Dans notre première rubrique sur la protection des renseignements personnels au Québec, nous avons expliqué les notions juridiques de base applicables dans la situation où une entreprise est assujettie à la Loi sur la protection des renseignements personnels dans le secteur privé (ci-après dénommée la « LPRPSP ») au Québec.
Dans cette rubrique-ci, nous détaillerons les responsabilités détenues par les entreprises en faveur des personnes physiques concernées en vertu de la LPRPSP. Pour ce faire, ce billet est divisé en deux parties.
- La première partie expose les cas de responsabilité d’une entreprise en ce qui a trait à la protection des renseignements personnels recueillis, utilisés ou communiqués.
- La seconde partie discute des conséquences auxquelles une entreprise s’expose lorsque celle-ci est en défaut de respecter ses responsabilités.
Rappelez-vous que le 12 juin 2020, le projet de loi n° 64 sur la Loi modernisant des dispositions législatives en matière de protection des renseignements personnels a été introduit à l’Assemblée Nationale du Québec. Ce projet de loi propose des modifications significatives à la protection des renseignements personnels telle que présentée dans nos deux rubriques.Une fois cette loi adoptée, nous vous proposerons un billet de blogue sur ces modifications. Pour demeurer à l’affût de ces changements et de tout changement aux lois qui s’appliquent aux entreprises, suivez-nous sur nos réseaux sociaux.
La responsabilité de l'entreprise vis-à-vis des renseignements personnels des personnes au Québec
Au Québec, toute entreprise qui est assujettie aux dispositions de la LPRPSP possède la responsabilité de s’y conformer. Cette responsabilité peut se découper en deux: la responsabilité de confidentialité des renseignements personnels et la responsabilité d’accès et de rectification des renseignements personnels.
LA RESPONSABILITÉ DE CONFIDENTIALITÉ
La LPRPSP prévoit trois articles de loi qui veillent à assurer la confidentialité des renseignements personnels de toute personne concernée lorsqu’un dossier est constitué à son sujet au Québec.
L’article 10 de la LPRPSP prévoit que toute entreprise qui collecte, utilise ou communique des renseignements personnels doit prendre toutes les mesures de sécurité raisonnables qui sont nécessaires à la conservation et à la destruction de ces documents. Dans la détermination du caractère raisonnable des mesures prises, il est tenu compte par exemple du support sur lequel ces renseignements figurent ainsi que de leur quantité, ou de la finalité de leur utilisation ou des renseignements qui y sont contenus.

Consignes:
A) Selon l'extrait, à quelle date le projet de loi n° 64 a-t-il été introduit à l'Assemblée Nationale du Québec ?
B) Modifiez le passage de l'extrait qui va de « La responsabilité de l'entreprise » jusqu'à « sujet au Québec. » inclus en y remplaçant « dossier » par « fichier », puis donnez ce passage en entier.

[Éléments d'identification de lieux]
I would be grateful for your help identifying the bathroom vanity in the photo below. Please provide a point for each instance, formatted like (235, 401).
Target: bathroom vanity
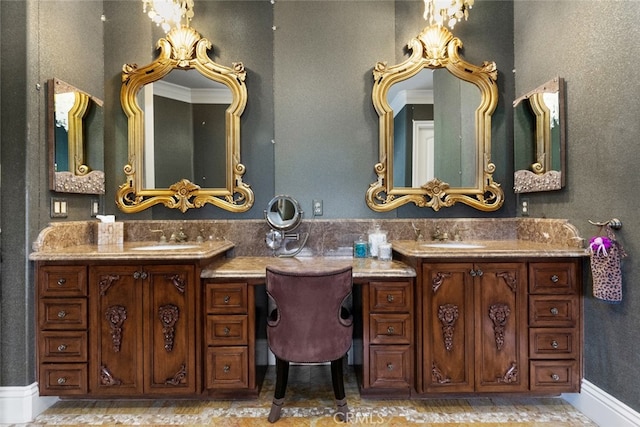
(505, 316)
(149, 320)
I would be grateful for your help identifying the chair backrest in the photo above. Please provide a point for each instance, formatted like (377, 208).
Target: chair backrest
(307, 325)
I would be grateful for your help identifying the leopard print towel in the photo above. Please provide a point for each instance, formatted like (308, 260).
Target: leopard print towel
(607, 274)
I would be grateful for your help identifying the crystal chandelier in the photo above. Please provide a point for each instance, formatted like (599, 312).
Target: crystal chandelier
(447, 12)
(168, 13)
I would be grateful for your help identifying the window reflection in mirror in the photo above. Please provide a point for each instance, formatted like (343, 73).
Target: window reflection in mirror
(539, 138)
(75, 140)
(184, 130)
(434, 129)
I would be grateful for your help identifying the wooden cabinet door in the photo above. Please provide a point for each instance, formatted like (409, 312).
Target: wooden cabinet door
(448, 327)
(116, 334)
(501, 336)
(169, 330)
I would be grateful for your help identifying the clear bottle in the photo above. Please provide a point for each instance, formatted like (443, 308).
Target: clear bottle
(376, 238)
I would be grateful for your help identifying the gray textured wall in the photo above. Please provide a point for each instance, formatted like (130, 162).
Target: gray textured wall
(594, 46)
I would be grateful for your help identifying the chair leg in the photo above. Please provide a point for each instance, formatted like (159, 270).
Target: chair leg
(337, 378)
(282, 376)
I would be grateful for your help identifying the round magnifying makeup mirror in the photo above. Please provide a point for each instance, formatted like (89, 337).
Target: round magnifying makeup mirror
(283, 214)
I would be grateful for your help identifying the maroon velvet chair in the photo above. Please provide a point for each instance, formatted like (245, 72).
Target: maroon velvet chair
(309, 324)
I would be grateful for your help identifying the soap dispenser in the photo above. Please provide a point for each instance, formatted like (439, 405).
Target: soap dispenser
(376, 238)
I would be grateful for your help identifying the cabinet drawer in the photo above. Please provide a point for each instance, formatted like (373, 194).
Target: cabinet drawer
(553, 278)
(390, 328)
(63, 281)
(557, 375)
(390, 366)
(558, 311)
(226, 298)
(550, 343)
(227, 367)
(63, 346)
(63, 379)
(390, 297)
(231, 329)
(70, 313)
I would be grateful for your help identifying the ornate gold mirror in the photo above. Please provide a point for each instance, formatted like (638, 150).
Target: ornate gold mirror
(75, 134)
(539, 133)
(184, 129)
(435, 128)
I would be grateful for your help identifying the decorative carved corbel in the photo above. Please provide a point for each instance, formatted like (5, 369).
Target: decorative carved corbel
(437, 375)
(499, 314)
(107, 378)
(511, 375)
(448, 315)
(116, 315)
(168, 315)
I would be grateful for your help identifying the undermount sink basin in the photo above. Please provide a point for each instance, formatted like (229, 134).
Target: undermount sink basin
(453, 245)
(164, 247)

Réponses complètes:
A) Le 12 juin 2020.

B)
La responsabilité de l'entreprise vis-à-vis des renseignements personnels des personnes au Québec
Au Québec, toute entreprise qui est assujettie aux dispositions de la LPRPSP possède la responsabilité de s’y conformer. Cette responsabilité peut se découper en deux: la responsabilité de confidentialité des renseignements personnels et la responsabilité d’accès et de rectification des renseignements personnels.
LA RESPONSABILITÉ DE CONFIDENTIALITÉ
La LPRPSP prévoit trois articles de loi qui veillent à assurer la confidentialité des renseignements personnels de toute personne concernée lorsqu’un fichier est constitué à son sujet au Québec.